= EXTRACTED TEXT =
######
4 Dams Set For Removal In Maine Will Open Hundreds Of Miles Of River For Salmon, Herring And Sturgeon

In Maine, ownership of 4 large dams has been transferred to The Nature Conservancy in a sale it hopes will return the river they operate on into prime habitat for salmon for the first time in a century.
Operated by Brookfield Renewables, the dams along the lower Kennebec River prevent ocean going, freshwater fish like salmon from accessing ancestral spawning grounds upriver.
On September 15th, 2025, The Nature Conservancy (TNC) and Brookfield signed a purchase and sale agreement for the four dams totaling $138 million.
The Kennebec River is fed by Sandy River in the heart of Maine before running down to the Gulf of Maine past the towns of Skowhegan and Waterville. The Weston, Shawmut, Hydro-Kennebec, and Lockwood dams are located in intervals along this stretch, called the lower Kennebec.
The federal regulatory process for decommissioning a dam, as seen in the recent parallel in California, where four dams were removed to make way for salmon, needed more than 5 years from start to finish. As a result, TNC will look to gather another $30 million in funding to create a nonprofit that will manage and oversee the decommissioning process, during which the dams could continue to generate power for 5 to 10 years.
That would include working with Sappi North America, whose Somerset Mill, located between the town of Skowhegan and the Shawmut dam, to find a solution to the company’s long-term water needs, which are currently met by this dam.
######
(Stored data entries)
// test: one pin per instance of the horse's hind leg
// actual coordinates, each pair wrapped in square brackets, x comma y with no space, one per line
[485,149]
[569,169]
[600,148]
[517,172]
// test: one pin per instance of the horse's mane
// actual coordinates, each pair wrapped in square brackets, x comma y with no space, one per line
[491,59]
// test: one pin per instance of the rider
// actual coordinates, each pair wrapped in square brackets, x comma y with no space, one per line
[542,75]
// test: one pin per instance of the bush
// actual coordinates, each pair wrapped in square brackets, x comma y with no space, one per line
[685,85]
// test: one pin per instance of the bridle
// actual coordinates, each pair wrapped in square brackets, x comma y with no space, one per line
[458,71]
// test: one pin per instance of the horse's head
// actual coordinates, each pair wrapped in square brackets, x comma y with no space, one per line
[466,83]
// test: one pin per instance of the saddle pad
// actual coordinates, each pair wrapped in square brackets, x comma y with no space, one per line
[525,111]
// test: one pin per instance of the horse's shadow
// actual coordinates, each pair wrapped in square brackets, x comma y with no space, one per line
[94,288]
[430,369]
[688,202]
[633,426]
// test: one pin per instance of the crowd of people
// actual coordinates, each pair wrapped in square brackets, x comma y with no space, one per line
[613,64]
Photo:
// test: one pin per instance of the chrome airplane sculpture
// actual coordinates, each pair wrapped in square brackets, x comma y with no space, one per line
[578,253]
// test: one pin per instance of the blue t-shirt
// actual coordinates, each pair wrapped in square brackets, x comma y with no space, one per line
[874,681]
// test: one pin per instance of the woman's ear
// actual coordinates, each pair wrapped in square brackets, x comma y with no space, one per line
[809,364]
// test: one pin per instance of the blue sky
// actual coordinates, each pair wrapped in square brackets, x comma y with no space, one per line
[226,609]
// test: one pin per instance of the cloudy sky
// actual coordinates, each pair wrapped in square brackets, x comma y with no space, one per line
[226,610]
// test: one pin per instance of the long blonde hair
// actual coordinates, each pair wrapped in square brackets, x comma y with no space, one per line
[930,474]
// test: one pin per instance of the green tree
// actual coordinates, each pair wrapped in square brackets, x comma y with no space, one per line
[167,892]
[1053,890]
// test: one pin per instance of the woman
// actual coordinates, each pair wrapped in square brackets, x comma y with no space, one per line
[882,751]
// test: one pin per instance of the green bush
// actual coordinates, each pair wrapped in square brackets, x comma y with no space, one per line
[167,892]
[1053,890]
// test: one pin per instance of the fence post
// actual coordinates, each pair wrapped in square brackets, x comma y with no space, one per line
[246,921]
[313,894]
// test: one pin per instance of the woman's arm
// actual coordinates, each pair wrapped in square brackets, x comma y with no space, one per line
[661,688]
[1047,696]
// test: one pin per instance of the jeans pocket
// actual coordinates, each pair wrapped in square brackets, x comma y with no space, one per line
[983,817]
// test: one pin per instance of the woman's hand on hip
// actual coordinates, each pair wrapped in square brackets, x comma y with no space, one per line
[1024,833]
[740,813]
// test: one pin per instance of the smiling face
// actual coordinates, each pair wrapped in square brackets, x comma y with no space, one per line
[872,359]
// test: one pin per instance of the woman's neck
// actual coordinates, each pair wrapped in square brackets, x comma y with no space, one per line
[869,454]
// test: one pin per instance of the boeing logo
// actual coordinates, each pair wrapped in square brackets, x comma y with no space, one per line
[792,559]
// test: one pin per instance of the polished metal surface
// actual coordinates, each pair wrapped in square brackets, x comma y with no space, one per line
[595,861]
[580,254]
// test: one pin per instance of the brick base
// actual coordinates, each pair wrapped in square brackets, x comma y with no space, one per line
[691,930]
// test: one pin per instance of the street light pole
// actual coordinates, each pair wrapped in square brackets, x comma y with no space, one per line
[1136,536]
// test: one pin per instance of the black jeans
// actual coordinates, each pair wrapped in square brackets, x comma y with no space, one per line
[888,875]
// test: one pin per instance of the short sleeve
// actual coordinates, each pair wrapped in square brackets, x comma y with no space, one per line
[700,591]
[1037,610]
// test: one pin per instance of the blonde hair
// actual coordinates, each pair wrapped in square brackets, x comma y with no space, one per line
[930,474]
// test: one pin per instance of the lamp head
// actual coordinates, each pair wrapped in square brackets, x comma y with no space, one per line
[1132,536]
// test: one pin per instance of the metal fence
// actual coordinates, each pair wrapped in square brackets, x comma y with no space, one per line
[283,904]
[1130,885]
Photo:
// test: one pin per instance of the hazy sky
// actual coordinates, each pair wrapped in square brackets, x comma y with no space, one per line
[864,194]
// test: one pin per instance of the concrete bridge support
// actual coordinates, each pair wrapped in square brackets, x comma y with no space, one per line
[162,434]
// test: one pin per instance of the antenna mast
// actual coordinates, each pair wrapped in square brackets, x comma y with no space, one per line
######
= WHAT IS ASKED =
Continue the article above on the sale of the four Kennebec River dams, starting after its last sentence.

= OUTPUT OF THE TASK =
Their twin goals in the decommissioning project are to return free-flowing conditions to the lower Kennebec River to support regionally-endangered North Atlantic salmon, while doing so in collaboration with existing stakeholders in the dams’ activities, Sappi included.
“TNC and its partners are 100% committed to developing a solution with Sappi that fully addresses the Somerset Mill’s long-term water system needs,” the organization wrote in a statement. “We understand the vital role of the Somerset Mill for the forest products industry and the state’s economy.”
Atlantic salmon are considered near-threatened worldwide, but certain stocks in the North Atlantic have almost completely disappeared. Access to Sandy River via the lower Kennebec would open up hundreds of miles of prime habitat for spawning and coming of age.
Brookfield maintains dams higher up the river, but these areas are considered to be of poor habitat quality. Those dams also happen to produce substantially more electricity than the dams along the lower stretch of the river—those set to be removed.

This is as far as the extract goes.